## Task goal
Only the lines below between the ones containing "Point out the black" and "Point out the blurred", inclusive, are to be reproduced, each exactly as it stands.

== Segment start ==

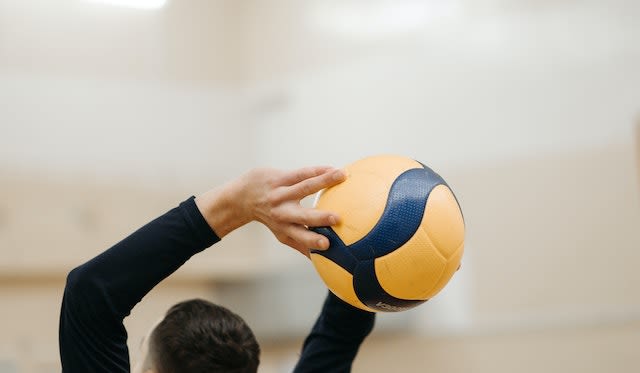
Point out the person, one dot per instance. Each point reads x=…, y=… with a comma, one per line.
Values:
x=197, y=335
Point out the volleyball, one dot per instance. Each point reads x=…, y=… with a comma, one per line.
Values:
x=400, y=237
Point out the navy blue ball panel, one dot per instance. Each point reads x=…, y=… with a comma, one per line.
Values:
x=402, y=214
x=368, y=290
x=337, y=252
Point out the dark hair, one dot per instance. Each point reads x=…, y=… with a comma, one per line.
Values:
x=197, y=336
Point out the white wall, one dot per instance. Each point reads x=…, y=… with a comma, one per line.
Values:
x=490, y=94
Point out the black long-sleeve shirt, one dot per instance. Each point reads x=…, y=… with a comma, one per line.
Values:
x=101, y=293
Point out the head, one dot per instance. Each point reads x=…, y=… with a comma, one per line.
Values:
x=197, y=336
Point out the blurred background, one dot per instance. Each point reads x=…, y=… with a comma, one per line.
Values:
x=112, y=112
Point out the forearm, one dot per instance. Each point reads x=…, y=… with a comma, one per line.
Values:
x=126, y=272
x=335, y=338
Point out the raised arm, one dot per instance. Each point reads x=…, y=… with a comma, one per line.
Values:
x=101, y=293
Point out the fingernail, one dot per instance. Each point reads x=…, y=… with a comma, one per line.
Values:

== Segment end ==

## Answer to the problem
Point out the black long-sleeve shirt, one dot per instance. Each point reads x=…, y=… with a comma, one per line.
Values:
x=101, y=293
Point out the head, one dot per instance. Each point reads x=…, y=… with a comma, one per line.
Values:
x=197, y=336
Point out the blurred background, one dot per instance. Each point reads x=…, y=… with a comma, one per line.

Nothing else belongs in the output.